• [Source extract]
-=-=-

I personally think we need more occupational therapy and home care services for those with invisible disabilities; as well an trainings to help friends and family members find ways that are safe for them to help be involved- and trainings for those coping to learn how to support others supporting them in whatever ways they are able.

While many are taking Robin Williams death to remind the mentally ill to take their medications, it has been reported that Robin Williams was " on medication for anxiety and depression.

I think people mistakenly think that taking mental illness seriously means more meds. We are already giving people more meds. What we need are a lot of other options and services that we are neglecting, as well as better education for both service providers and the public about the range of options available and how to ensure the level and type of extensive services that could available with proper funding are made available for people across economic situations. Robin Williams described a lonely childhood and acknowledging the fact that very real emotions may have contribute to his impairments and emotional burden is something he and all people suffering such pains deserve. Research has found that his experiences very well may have damaged his emotional and physical brain development and set the course of a lifetime of difficulty. Often we feel like it's important to prove that there is no such thing as very real emotionally crippling pain that make life unbearable and impair functioning, and yet the reality is there are many horrible things in the world that could do just that. And what's more with epigenetic effects being carried over generations (as well as parental impairments with functioning transmitting their difficulties through parenting method and energetic exposures) we may quite literally carry our parents and our childhood emotional burdens within us.

-=-=-

• [How to complete this task]
Decide whether each statement agrees with the passage above on Robin Williams and mental illness. For each, answer yes or no and quote the words from the passage that decide it.
(a) The passage reports that Robin Williams was not on any medication.
(b) The passage says that Robin Williams described a lonely childhood.
(c) The writer holds that taking mental illness seriously means giving more medication.

-=-=-

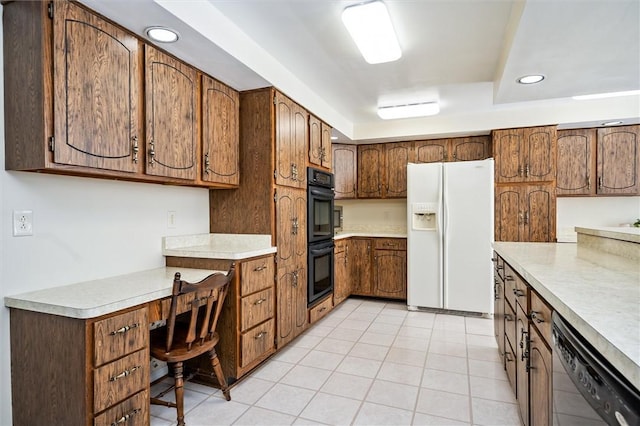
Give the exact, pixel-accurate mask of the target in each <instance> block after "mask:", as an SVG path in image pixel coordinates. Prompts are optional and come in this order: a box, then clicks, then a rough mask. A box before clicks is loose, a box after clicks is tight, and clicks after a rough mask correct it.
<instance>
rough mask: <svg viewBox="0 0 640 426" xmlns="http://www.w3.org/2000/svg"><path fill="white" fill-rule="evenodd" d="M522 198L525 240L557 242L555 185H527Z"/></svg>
mask: <svg viewBox="0 0 640 426" xmlns="http://www.w3.org/2000/svg"><path fill="white" fill-rule="evenodd" d="M523 190H524V191H525V194H524V197H523V198H522V200H523V201H524V202H525V203H526V204H525V205H524V206H522V210H523V211H524V232H523V236H524V237H525V238H526V239H525V240H523V241H531V242H555V238H556V236H555V235H556V221H555V217H556V196H555V187H554V186H553V185H551V184H549V185H535V186H530V185H527V186H525V187H523Z"/></svg>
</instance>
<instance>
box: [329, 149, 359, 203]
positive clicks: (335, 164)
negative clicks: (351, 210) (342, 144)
mask: <svg viewBox="0 0 640 426" xmlns="http://www.w3.org/2000/svg"><path fill="white" fill-rule="evenodd" d="M331 150H332V151H333V173H334V177H335V187H336V188H335V194H336V195H335V197H336V200H341V199H353V198H356V196H357V190H356V184H357V182H358V180H357V179H358V178H357V176H358V147H357V145H342V144H333V145H332V146H331Z"/></svg>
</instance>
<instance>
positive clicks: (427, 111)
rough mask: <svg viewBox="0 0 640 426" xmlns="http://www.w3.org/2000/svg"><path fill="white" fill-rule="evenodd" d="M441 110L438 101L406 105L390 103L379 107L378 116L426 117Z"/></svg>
mask: <svg viewBox="0 0 640 426" xmlns="http://www.w3.org/2000/svg"><path fill="white" fill-rule="evenodd" d="M439 112H440V106H439V105H438V103H437V102H421V103H414V104H406V105H389V106H382V107H378V116H379V117H380V118H382V119H383V120H394V119H397V118H413V117H426V116H429V115H436V114H437V113H439Z"/></svg>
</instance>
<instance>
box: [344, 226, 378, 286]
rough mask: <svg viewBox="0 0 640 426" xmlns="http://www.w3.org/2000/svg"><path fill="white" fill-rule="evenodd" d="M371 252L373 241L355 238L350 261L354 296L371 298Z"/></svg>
mask: <svg viewBox="0 0 640 426" xmlns="http://www.w3.org/2000/svg"><path fill="white" fill-rule="evenodd" d="M371 250H372V240H370V239H368V238H353V239H352V240H351V246H350V250H349V251H350V253H349V260H352V261H351V266H350V277H351V283H352V292H353V294H359V295H363V296H371V295H372V294H373V293H372V289H371V254H372V253H371Z"/></svg>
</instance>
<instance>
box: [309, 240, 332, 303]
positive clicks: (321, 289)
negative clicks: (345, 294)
mask: <svg viewBox="0 0 640 426" xmlns="http://www.w3.org/2000/svg"><path fill="white" fill-rule="evenodd" d="M333 248H334V244H333V240H329V241H325V242H321V243H317V244H309V252H308V254H307V260H308V265H307V266H308V267H309V269H308V271H309V272H308V293H307V304H308V306H311V305H313V304H314V303H315V302H316V301H317V300H319V299H321V298H322V297H324V296H325V295H327V294H329V293H331V292H332V291H333Z"/></svg>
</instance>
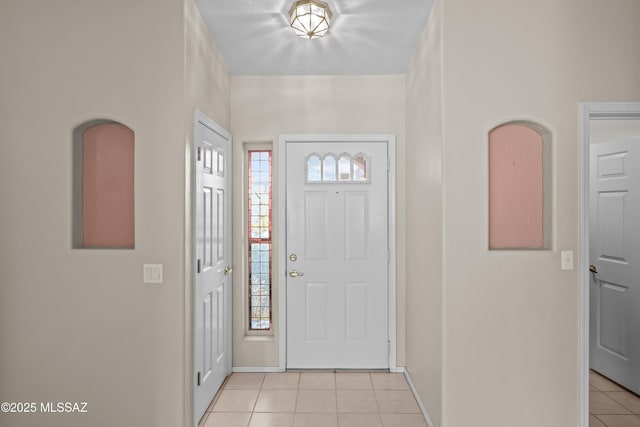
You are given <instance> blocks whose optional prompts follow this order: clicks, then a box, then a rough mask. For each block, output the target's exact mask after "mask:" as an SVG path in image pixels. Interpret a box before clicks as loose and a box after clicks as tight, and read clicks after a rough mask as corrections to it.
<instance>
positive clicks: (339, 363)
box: [286, 142, 389, 369]
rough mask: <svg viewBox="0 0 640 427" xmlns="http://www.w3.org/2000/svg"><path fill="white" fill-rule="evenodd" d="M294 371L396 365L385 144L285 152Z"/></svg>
mask: <svg viewBox="0 0 640 427" xmlns="http://www.w3.org/2000/svg"><path fill="white" fill-rule="evenodd" d="M286 159H287V164H286V188H287V191H286V218H287V221H286V222H287V229H286V236H287V238H286V257H287V259H286V266H287V270H286V275H287V276H286V277H287V288H286V292H287V308H286V309H287V355H286V356H287V367H288V368H345V369H353V368H360V369H374V368H388V367H389V313H388V311H389V310H388V307H389V279H388V272H389V231H388V228H389V213H388V212H389V205H388V182H389V180H388V143H387V142H366V143H365V142H288V143H287V144H286Z"/></svg>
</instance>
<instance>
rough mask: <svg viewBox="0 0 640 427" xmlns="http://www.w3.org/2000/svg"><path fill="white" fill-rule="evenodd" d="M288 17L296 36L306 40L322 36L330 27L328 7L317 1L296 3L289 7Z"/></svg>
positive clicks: (330, 21) (317, 0)
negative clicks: (304, 38)
mask: <svg viewBox="0 0 640 427" xmlns="http://www.w3.org/2000/svg"><path fill="white" fill-rule="evenodd" d="M289 17H290V21H289V22H290V23H291V28H293V31H295V32H296V35H297V36H299V37H305V38H308V39H317V38H318V37H322V36H324V35H325V34H326V33H327V31H329V27H330V26H331V11H330V10H329V6H327V4H326V3H323V2H321V1H318V0H298V1H296V2H295V3H294V4H293V6H291V10H290V11H289Z"/></svg>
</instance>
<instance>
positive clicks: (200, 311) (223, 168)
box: [193, 121, 231, 425]
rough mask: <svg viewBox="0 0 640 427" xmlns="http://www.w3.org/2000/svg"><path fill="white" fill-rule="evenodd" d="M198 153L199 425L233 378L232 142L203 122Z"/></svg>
mask: <svg viewBox="0 0 640 427" xmlns="http://www.w3.org/2000/svg"><path fill="white" fill-rule="evenodd" d="M194 141H195V147H196V153H195V157H196V165H195V169H196V185H195V187H196V188H195V197H196V209H195V230H196V232H195V240H196V242H195V256H196V260H195V262H196V265H195V290H194V294H195V295H194V308H193V310H194V349H193V350H194V377H195V378H194V422H195V423H196V424H195V425H197V422H198V421H199V420H200V418H201V417H202V415H203V414H204V412H205V410H206V409H207V407H208V406H209V404H210V403H211V401H212V400H213V397H214V395H215V394H216V392H217V391H218V388H219V387H220V385H221V384H222V382H223V381H224V379H225V378H226V376H227V375H228V374H229V373H230V364H231V360H230V348H229V341H230V338H229V337H230V329H231V324H230V320H229V315H230V313H229V311H230V307H231V302H230V295H231V275H230V274H229V273H230V272H231V250H230V245H231V226H230V219H231V217H230V215H229V212H230V211H229V207H230V199H229V191H228V189H229V188H231V186H230V175H231V170H230V165H231V161H230V160H231V141H230V136H229V135H228V134H227V133H226V132H225V131H224V130H222V129H218V128H217V127H216V126H215V124H213V123H205V122H203V121H198V122H197V123H196V128H195V135H194Z"/></svg>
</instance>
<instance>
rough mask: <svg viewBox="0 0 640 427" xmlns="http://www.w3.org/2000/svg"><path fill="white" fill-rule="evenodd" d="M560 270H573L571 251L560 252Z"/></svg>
mask: <svg viewBox="0 0 640 427" xmlns="http://www.w3.org/2000/svg"><path fill="white" fill-rule="evenodd" d="M560 258H561V265H560V268H561V269H562V270H573V251H562V252H560Z"/></svg>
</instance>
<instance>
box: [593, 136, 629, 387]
mask: <svg viewBox="0 0 640 427" xmlns="http://www.w3.org/2000/svg"><path fill="white" fill-rule="evenodd" d="M590 152H591V164H590V170H591V177H590V221H591V222H590V230H589V234H590V242H589V247H590V254H589V257H590V263H591V270H592V273H591V282H590V293H589V294H590V301H591V302H590V304H591V307H590V347H591V348H590V355H589V357H590V367H591V369H593V370H595V371H598V372H600V373H602V374H603V375H605V376H607V377H609V378H611V379H612V380H614V381H616V382H618V383H619V384H622V385H623V386H625V387H626V388H628V389H630V390H633V391H634V392H636V393H639V392H640V226H639V225H638V224H639V222H638V218H640V138H630V139H625V140H620V141H614V142H604V143H600V144H594V145H592V146H591V147H590Z"/></svg>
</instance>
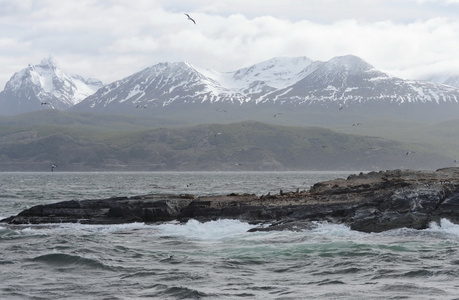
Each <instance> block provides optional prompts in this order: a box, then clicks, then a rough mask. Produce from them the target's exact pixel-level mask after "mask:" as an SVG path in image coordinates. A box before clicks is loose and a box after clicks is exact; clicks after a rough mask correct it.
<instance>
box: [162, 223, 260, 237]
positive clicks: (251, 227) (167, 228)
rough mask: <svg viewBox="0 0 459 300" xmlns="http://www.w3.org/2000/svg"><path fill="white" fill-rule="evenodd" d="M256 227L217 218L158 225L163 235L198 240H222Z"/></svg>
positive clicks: (240, 234)
mask: <svg viewBox="0 0 459 300" xmlns="http://www.w3.org/2000/svg"><path fill="white" fill-rule="evenodd" d="M254 227H256V225H251V224H249V223H245V222H242V221H239V220H231V219H224V220H216V221H209V222H204V223H201V222H199V221H196V220H189V221H188V222H187V223H185V224H181V223H177V222H171V223H165V224H159V225H156V228H157V229H159V230H160V233H161V235H166V236H183V237H187V238H190V239H196V240H220V239H227V238H230V237H235V236H238V235H241V234H247V231H248V230H250V229H252V228H254Z"/></svg>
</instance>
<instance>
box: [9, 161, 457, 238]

-=-=-

• [Answer to the exercise]
(a) No: "on medication for anxiety and depression"
(b) Yes: "Robin Williams described a lonely childhood"
(c) No: "people mistakenly think that taking mental illness seriously means more meds"